Please copy every line of the listing below word for word, leaving the pictures out of your copy.
· · · ·
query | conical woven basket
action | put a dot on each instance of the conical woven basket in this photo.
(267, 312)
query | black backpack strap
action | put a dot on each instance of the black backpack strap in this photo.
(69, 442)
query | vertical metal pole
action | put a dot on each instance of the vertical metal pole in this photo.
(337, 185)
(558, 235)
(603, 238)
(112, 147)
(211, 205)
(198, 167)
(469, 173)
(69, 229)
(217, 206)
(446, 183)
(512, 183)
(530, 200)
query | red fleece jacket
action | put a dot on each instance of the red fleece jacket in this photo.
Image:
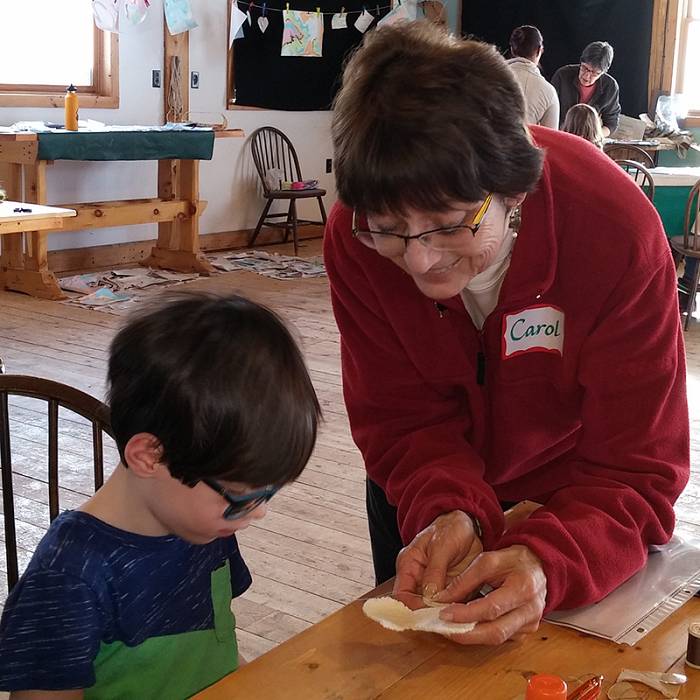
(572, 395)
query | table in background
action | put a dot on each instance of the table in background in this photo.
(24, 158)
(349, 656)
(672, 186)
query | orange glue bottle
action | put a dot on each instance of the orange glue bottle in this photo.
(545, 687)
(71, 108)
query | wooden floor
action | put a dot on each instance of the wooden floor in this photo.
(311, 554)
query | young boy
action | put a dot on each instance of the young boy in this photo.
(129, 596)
· · · ·
Solution below →
query | conical woven basket
action | put a dot on each instance of the conical woven basket in this photo.
(267, 312)
query | black backpack strap
action | put a dot on each instance of the black backpack strap in this photo.
(69, 442)
query | vertical metal pole
action | put a dot on each instance of the vertical metal pole in this photo.
(337, 185)
(558, 235)
(603, 238)
(112, 147)
(211, 205)
(198, 167)
(469, 173)
(69, 229)
(217, 206)
(446, 183)
(512, 183)
(530, 200)
query | red fleece jacket
action | put a dot on each instance of the red fleece jacket in this photo.
Image:
(572, 395)
query | table in background
action | put a dot on each instance of the table in background in this photo.
(24, 158)
(349, 656)
(672, 186)
query | orange glue bottle
action | put a dot on each instance of the orange glue bottle in this photo.
(545, 687)
(71, 108)
query | wooden floor
action | put a dot on each instance of the wooden floor in this photo.
(311, 554)
query | young boy
action | put a dot on each instance of the young boy in this photo.
(129, 596)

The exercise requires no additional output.